Explore the material:
(a) For each statement below, say yes or no according to the article on winter deer survival, and quote the words from the article that decide it: (i) Deer draw on fat stored in bone marrow before using subcutaneous fat. (ii) Deer have a four-chambered stomach. (iii) In winter, deer must rely on browse from trees and shrubs.
(b) According to the article on winter deer survival, which months are the most critical for deer survival in New York and New Jersey?

White-tailed Deer and Old Man Winter

March 16, 2011
Dick Henry
Biologist Hudson Valley Branch, Quality Deer Management Association


White-tailed Deer and Old Man Winter



When Nature delivers stress and distress

Prompted by calls to our office from hikers distressed to see the remains of dead deer along some trails and requests that the Trail Conference please remove them (we let nature take of itself in these instances), we asked  big game biologist Dick Henry to write about the impact of winter on deer survival and the cycle of life. His article follows.

Deer in winter. Photo courtesy USFWS.

In New York and New Jersey, the most critical months for deer survival are late winter, especially when weather conditions have been harsh for an extended period of time.

Deer rely heavily on their fat reserves to survive in northern climates. They are ruminants similar to cows and have a four-chambered stomach that progressively breaks down food as it passes from one chamber to the next.  During the warmer months a deer’s diet consists of green, succulent vegetation and that allows them to build up and store fat  in their bodies.

During winter, however, that food source is nonexistent, and deer must rely on browse from trees and shrubs. Their winter diet has considerably less nutrition, and accordingly deer will then be forced to rely on stored fat to survive. The quality of winter habitat varies considerably, and unfortunately much of our winter habitat in southeastern New York and northern New Jersey  is mature forest and/or over-browsed landscape. 

Deer store fat in three locations in their body. The subcutaneous fat, found under the skin is utilized first, followed by the mesentery fat found within the gut cavity. As a last resource, fat stored in the bone marrow is used for survival.

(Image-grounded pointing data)
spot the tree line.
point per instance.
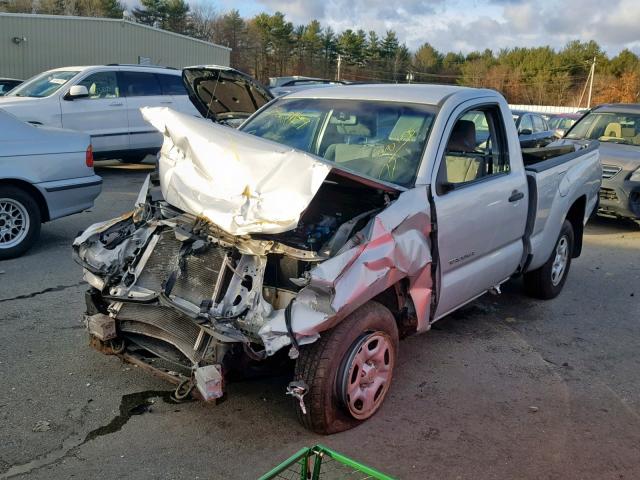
(268, 45)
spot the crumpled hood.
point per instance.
(242, 183)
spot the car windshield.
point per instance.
(562, 123)
(608, 127)
(382, 140)
(43, 85)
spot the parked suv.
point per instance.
(617, 127)
(103, 101)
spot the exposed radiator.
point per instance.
(197, 273)
(162, 323)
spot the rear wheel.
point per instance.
(547, 281)
(348, 371)
(19, 221)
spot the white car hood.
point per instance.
(242, 183)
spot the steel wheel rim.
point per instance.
(14, 222)
(560, 261)
(367, 374)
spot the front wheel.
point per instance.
(348, 371)
(19, 221)
(547, 281)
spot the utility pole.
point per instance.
(592, 74)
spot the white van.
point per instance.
(103, 101)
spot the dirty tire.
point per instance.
(321, 364)
(20, 208)
(540, 283)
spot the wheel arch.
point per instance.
(575, 216)
(396, 299)
(31, 190)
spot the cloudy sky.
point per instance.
(465, 25)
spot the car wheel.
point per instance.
(19, 221)
(547, 281)
(348, 371)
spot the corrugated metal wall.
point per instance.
(57, 41)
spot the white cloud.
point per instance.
(476, 24)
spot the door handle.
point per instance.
(515, 196)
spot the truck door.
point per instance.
(481, 205)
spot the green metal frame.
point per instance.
(316, 453)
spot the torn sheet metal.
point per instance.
(242, 183)
(394, 245)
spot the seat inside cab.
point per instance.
(393, 157)
(463, 162)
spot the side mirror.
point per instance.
(78, 91)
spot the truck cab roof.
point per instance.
(405, 93)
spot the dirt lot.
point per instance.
(507, 388)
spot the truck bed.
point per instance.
(554, 176)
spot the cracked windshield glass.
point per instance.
(382, 140)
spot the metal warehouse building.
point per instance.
(30, 44)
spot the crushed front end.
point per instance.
(174, 292)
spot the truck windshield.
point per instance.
(608, 127)
(43, 85)
(382, 140)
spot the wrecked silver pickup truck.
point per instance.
(332, 223)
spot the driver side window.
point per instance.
(101, 85)
(476, 148)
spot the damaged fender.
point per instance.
(394, 245)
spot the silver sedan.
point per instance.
(45, 173)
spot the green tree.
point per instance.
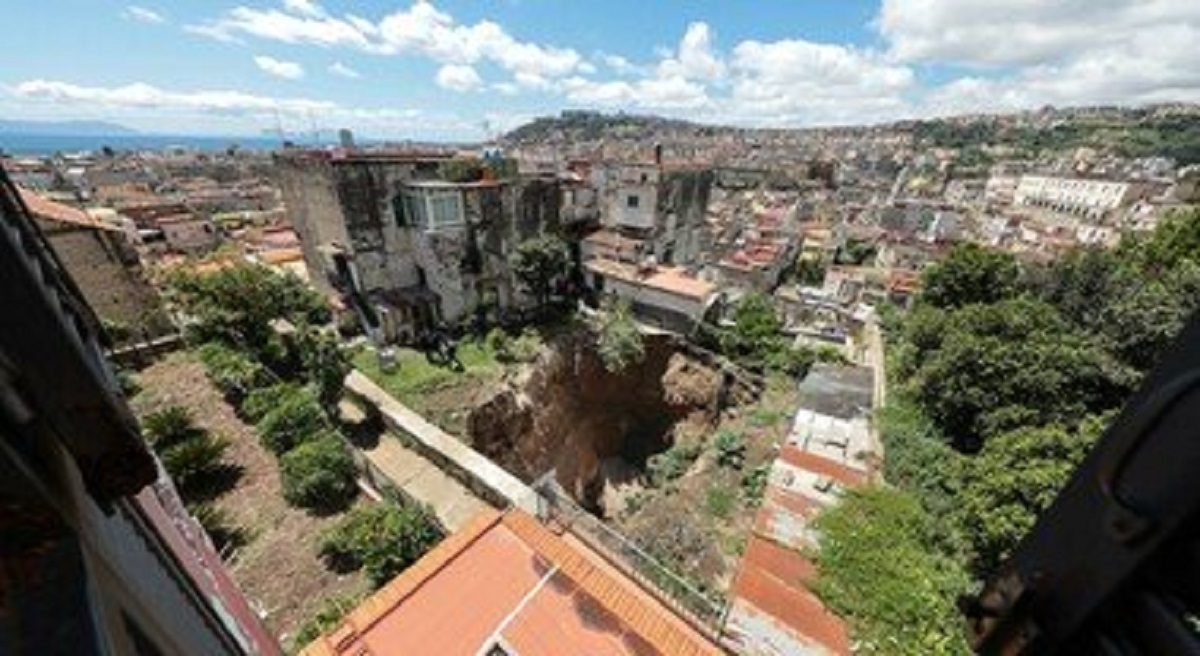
(879, 567)
(297, 419)
(318, 474)
(191, 455)
(1013, 363)
(327, 618)
(237, 306)
(262, 401)
(539, 263)
(233, 372)
(324, 362)
(756, 331)
(382, 539)
(731, 450)
(1013, 480)
(970, 274)
(618, 339)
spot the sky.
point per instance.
(468, 68)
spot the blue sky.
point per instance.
(442, 70)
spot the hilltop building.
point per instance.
(412, 247)
(100, 555)
(507, 585)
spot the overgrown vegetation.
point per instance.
(382, 539)
(191, 455)
(1002, 379)
(618, 339)
(319, 474)
(327, 618)
(879, 569)
(540, 264)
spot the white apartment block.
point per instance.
(1090, 198)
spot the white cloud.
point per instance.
(801, 82)
(228, 112)
(984, 32)
(420, 29)
(143, 14)
(148, 96)
(695, 59)
(343, 71)
(1062, 52)
(459, 77)
(279, 67)
(305, 7)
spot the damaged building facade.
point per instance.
(652, 242)
(406, 246)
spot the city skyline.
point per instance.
(459, 71)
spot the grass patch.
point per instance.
(414, 374)
(720, 501)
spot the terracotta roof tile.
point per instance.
(538, 590)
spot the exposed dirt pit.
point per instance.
(594, 428)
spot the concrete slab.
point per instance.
(421, 480)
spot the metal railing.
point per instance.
(706, 614)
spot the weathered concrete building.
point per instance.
(408, 246)
(663, 208)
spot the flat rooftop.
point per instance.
(838, 391)
(671, 280)
(507, 582)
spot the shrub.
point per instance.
(719, 501)
(234, 373)
(754, 485)
(324, 362)
(499, 343)
(191, 462)
(666, 467)
(618, 339)
(262, 401)
(879, 569)
(382, 539)
(318, 474)
(217, 524)
(731, 450)
(169, 426)
(295, 420)
(527, 345)
(327, 618)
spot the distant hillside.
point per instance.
(73, 128)
(594, 125)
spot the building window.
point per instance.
(444, 209)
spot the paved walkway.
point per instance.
(418, 477)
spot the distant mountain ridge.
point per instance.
(75, 128)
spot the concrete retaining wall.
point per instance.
(479, 474)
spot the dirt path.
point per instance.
(277, 567)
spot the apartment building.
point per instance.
(1077, 196)
(411, 247)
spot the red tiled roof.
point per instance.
(507, 577)
(58, 212)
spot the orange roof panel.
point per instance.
(505, 577)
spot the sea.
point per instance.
(49, 144)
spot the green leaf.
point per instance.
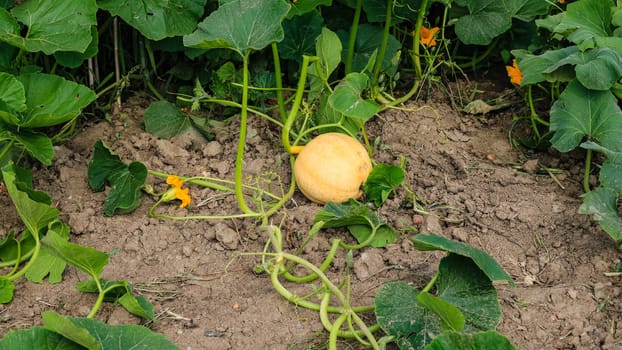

Solutions in order:
(a)
(i) No: "The subcutaneous fat, found under the skin is utilized first" and "As a last resource, fat stored in the bone marrow is used for survival."
(ii) Yes: "have a four-chambered stomach that progressively breaks down food as it passes from one chamber to the next"
(iii) Yes: "deer must rely on browse from trees and shrubs."

(b) Late winter, especially when weather conditions have been harsh for an extended period of time.